How many lines in the entries below contain the word "person"? Reply with the number only.

[Dataset entries]
──────
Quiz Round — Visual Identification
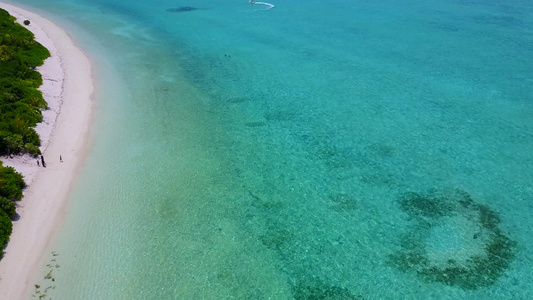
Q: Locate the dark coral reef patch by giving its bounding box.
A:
[389,190,516,290]
[292,279,363,300]
[167,6,198,12]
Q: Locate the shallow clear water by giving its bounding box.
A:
[8,0,533,299]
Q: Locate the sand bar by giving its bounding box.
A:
[0,2,93,299]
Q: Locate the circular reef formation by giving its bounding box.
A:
[389,190,516,290]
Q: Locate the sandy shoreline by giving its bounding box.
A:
[0,2,93,299]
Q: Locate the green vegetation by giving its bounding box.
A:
[0,162,26,255]
[0,9,50,155]
[0,9,44,255]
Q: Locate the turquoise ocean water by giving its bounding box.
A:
[5,0,533,299]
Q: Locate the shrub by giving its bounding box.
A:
[0,162,26,201]
[0,209,13,254]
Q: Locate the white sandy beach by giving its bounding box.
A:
[0,2,93,299]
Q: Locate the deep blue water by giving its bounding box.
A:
[5,0,533,299]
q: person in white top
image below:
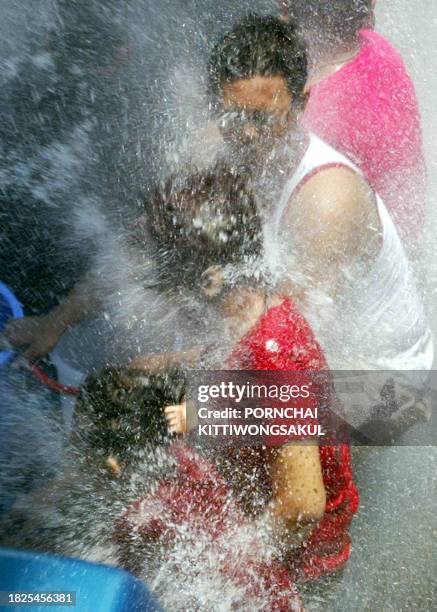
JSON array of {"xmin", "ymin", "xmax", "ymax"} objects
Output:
[{"xmin": 209, "ymin": 16, "xmax": 433, "ymax": 436}]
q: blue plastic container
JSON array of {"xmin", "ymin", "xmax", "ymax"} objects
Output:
[
  {"xmin": 0, "ymin": 548, "xmax": 162, "ymax": 612},
  {"xmin": 0, "ymin": 281, "xmax": 23, "ymax": 368}
]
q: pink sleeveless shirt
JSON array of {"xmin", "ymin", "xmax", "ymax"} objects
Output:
[{"xmin": 304, "ymin": 30, "xmax": 425, "ymax": 244}]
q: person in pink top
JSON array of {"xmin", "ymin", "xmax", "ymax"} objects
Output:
[{"xmin": 282, "ymin": 0, "xmax": 426, "ymax": 248}]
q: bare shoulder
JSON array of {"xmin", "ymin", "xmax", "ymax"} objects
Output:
[{"xmin": 283, "ymin": 167, "xmax": 381, "ymax": 261}]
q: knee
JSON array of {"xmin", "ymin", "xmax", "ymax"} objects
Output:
[{"xmin": 272, "ymin": 487, "xmax": 326, "ymax": 525}]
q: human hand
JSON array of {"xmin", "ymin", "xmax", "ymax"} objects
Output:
[{"xmin": 164, "ymin": 401, "xmax": 187, "ymax": 434}]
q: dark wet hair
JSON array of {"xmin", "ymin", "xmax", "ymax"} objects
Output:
[
  {"xmin": 149, "ymin": 163, "xmax": 262, "ymax": 288},
  {"xmin": 208, "ymin": 14, "xmax": 307, "ymax": 104},
  {"xmin": 71, "ymin": 367, "xmax": 185, "ymax": 469},
  {"xmin": 283, "ymin": 0, "xmax": 372, "ymax": 46}
]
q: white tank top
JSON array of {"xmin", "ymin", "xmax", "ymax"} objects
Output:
[{"xmin": 266, "ymin": 134, "xmax": 433, "ymax": 371}]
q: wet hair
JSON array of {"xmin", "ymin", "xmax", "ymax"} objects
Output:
[
  {"xmin": 283, "ymin": 0, "xmax": 372, "ymax": 46},
  {"xmin": 149, "ymin": 163, "xmax": 262, "ymax": 289},
  {"xmin": 71, "ymin": 367, "xmax": 185, "ymax": 469},
  {"xmin": 208, "ymin": 14, "xmax": 307, "ymax": 104}
]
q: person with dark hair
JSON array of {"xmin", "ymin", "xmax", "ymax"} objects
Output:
[
  {"xmin": 208, "ymin": 15, "xmax": 307, "ymax": 176},
  {"xmin": 125, "ymin": 166, "xmax": 358, "ymax": 577},
  {"xmin": 209, "ymin": 16, "xmax": 433, "ymax": 372},
  {"xmin": 281, "ymin": 0, "xmax": 426, "ymax": 249},
  {"xmin": 71, "ymin": 366, "xmax": 185, "ymax": 476}
]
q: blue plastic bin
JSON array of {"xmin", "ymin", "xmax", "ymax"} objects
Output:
[
  {"xmin": 0, "ymin": 548, "xmax": 162, "ymax": 612},
  {"xmin": 0, "ymin": 281, "xmax": 23, "ymax": 368}
]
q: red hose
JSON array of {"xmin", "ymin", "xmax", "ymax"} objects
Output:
[{"xmin": 28, "ymin": 363, "xmax": 80, "ymax": 395}]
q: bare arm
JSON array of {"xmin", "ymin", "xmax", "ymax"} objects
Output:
[{"xmin": 280, "ymin": 168, "xmax": 382, "ymax": 300}]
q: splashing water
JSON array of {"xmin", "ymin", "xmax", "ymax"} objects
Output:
[{"xmin": 0, "ymin": 0, "xmax": 437, "ymax": 612}]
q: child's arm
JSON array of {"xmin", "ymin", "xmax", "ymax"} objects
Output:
[{"xmin": 269, "ymin": 444, "xmax": 326, "ymax": 532}]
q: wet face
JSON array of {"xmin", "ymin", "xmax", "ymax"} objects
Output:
[
  {"xmin": 219, "ymin": 76, "xmax": 294, "ymax": 172},
  {"xmin": 220, "ymin": 288, "xmax": 265, "ymax": 339}
]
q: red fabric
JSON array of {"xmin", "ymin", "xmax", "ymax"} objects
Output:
──────
● WORKED ANSWER
3